> _Problem description_
Go over the listing that follows and work out how many lines have the string "instance"; reply with the number by itself.

--- START ---

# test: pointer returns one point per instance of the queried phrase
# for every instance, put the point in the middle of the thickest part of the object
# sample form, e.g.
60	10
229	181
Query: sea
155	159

--- END ---

> _Solution to this exercise_
2